## [What is asked]
Swap "pink" for "yellow" throughout the listing below and write out its lines again with nothing else changed, leaving out the pictures.

## [Record list]
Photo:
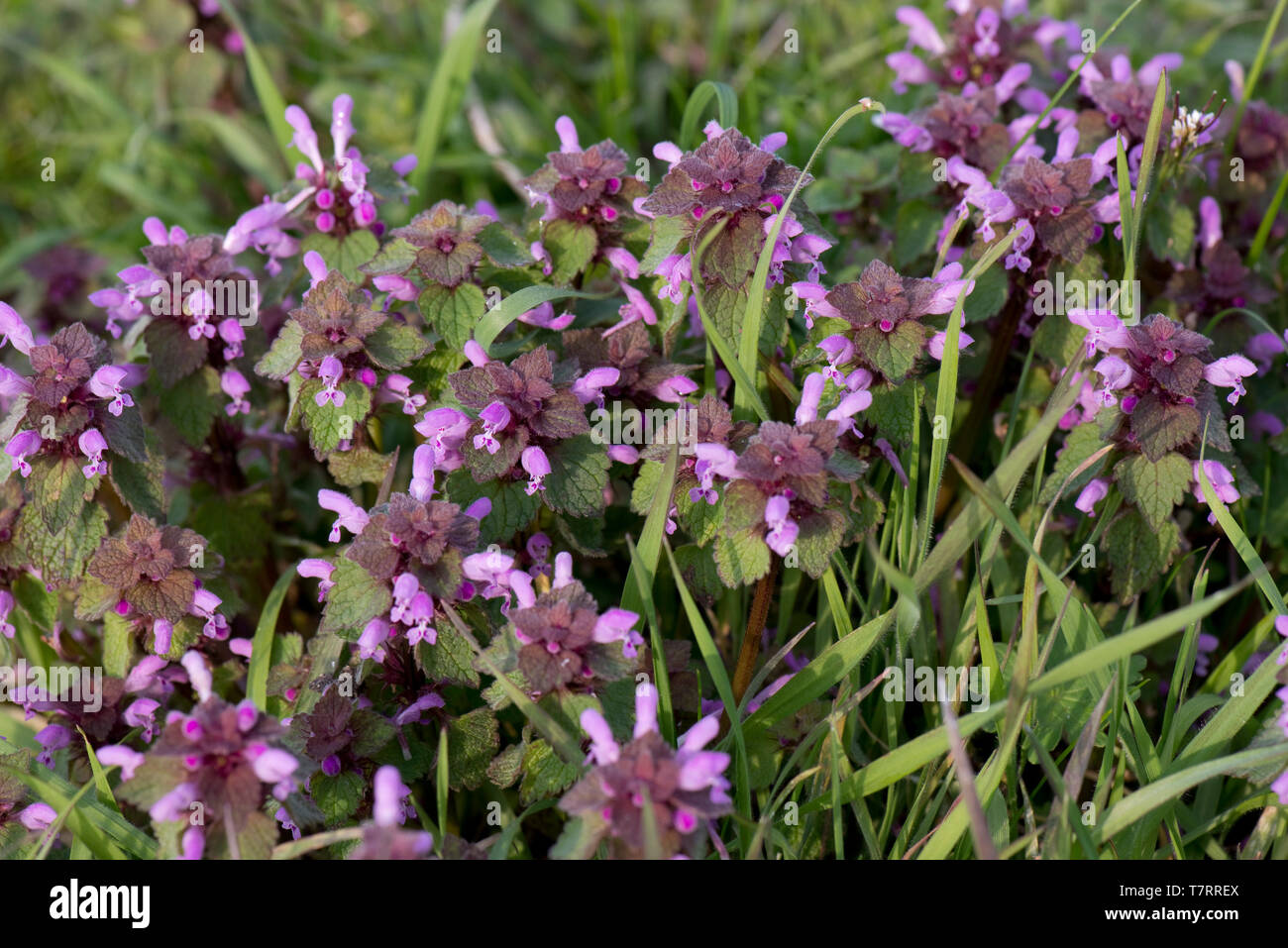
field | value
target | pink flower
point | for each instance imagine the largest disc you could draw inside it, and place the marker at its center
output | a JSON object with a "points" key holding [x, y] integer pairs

## [Exercise result]
Photo:
field | value
target | yellow flower
point | for each instance imagine the largest disc you could draw inside it, and place the marker at its center
output | a JSON object with a "points" key holding [x, y] integer pairs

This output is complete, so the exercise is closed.